═══ GIVEN RECORDS ═══
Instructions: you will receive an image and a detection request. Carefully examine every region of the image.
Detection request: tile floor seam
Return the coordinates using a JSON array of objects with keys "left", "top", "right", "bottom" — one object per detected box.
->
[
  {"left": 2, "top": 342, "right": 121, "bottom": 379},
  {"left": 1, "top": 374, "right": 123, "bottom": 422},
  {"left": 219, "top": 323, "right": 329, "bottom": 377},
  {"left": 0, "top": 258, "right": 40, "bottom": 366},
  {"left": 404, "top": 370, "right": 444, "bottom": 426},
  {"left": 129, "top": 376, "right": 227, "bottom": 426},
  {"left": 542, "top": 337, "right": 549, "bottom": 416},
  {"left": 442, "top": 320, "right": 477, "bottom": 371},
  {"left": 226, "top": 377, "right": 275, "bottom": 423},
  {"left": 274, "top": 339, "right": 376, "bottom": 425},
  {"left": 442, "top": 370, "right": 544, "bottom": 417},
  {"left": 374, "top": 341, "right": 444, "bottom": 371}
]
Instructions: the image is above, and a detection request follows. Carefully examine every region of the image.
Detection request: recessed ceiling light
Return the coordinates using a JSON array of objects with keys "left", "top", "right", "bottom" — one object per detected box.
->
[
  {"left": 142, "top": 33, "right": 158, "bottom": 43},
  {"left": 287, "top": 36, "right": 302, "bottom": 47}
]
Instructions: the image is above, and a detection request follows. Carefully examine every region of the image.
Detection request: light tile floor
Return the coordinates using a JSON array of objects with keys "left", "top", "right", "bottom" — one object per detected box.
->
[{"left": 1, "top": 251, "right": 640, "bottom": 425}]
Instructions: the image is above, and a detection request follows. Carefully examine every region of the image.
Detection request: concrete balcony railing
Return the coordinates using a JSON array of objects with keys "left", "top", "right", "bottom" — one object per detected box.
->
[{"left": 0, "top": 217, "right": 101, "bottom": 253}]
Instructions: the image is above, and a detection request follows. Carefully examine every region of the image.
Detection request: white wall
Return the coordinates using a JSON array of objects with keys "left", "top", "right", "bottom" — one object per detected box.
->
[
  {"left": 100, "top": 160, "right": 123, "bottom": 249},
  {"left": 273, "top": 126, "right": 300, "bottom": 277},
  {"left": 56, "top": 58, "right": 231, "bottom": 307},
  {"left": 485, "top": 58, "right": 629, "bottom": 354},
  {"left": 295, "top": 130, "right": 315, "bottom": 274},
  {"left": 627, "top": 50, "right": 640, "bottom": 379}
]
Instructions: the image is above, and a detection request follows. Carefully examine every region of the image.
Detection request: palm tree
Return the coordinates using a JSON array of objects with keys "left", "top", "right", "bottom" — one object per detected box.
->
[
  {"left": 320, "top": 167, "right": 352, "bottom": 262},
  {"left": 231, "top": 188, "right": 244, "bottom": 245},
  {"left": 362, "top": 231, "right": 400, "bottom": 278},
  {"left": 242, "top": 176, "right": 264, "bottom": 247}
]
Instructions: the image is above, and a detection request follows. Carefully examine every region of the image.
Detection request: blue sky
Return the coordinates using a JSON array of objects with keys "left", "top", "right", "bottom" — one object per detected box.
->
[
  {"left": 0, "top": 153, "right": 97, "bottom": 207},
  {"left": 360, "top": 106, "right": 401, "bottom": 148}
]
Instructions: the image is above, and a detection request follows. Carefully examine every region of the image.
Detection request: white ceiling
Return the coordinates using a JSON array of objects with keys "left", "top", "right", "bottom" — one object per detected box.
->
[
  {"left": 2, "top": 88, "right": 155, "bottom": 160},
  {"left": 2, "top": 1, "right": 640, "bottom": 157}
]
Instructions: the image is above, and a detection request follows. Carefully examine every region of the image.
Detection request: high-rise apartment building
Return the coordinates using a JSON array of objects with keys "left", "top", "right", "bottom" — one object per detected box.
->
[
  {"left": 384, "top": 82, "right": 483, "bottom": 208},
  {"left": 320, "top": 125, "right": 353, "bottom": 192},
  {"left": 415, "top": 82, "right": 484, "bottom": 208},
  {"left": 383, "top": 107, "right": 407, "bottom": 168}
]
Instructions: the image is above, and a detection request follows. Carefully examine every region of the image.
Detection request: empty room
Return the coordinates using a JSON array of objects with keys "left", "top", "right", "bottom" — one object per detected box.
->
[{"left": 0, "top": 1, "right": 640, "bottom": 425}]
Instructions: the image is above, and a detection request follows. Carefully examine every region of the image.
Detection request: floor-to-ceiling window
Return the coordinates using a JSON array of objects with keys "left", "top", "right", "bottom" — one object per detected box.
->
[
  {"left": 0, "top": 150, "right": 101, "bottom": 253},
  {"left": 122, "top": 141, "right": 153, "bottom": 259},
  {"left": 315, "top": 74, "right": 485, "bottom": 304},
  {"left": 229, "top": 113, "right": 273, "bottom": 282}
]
═══
Give the number of lines in the material above that contain the string "ceiling". Case counts, and the answer should be the number alone.

3